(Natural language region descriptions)
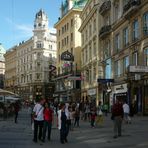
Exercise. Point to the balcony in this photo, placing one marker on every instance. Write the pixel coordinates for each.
(131, 7)
(105, 7)
(105, 30)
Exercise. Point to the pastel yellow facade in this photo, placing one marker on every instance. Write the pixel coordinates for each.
(90, 52)
(68, 37)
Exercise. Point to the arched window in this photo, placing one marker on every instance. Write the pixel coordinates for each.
(145, 23)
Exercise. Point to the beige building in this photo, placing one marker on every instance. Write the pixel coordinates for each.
(69, 50)
(34, 58)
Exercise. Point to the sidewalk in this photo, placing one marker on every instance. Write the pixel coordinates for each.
(20, 135)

* Exercise description: Output every record verbatim, excluding any picture it contains.

* Task output:
Exercise. Point to the balcony in this photo, placing one marker on every instance. Write the pixel coordinates for each.
(131, 7)
(105, 7)
(105, 30)
Exercise. Point to the pastel yellow facade in this photo, placing one marker on every instance. Write the pixel coordinates for each.
(90, 52)
(68, 37)
Exercise. Point to the arched window in this photo, placing one marker on every instance. Write the pixel coordinates for each.
(145, 23)
Exercise. Point to the beige building in this photo, placing one marker on every instance. Write the pixel coordinates for each.
(69, 50)
(34, 58)
Exercise. Point to the sidewalk in this photo, placing one marker on every instance. Write the pixel coordinates for each.
(20, 135)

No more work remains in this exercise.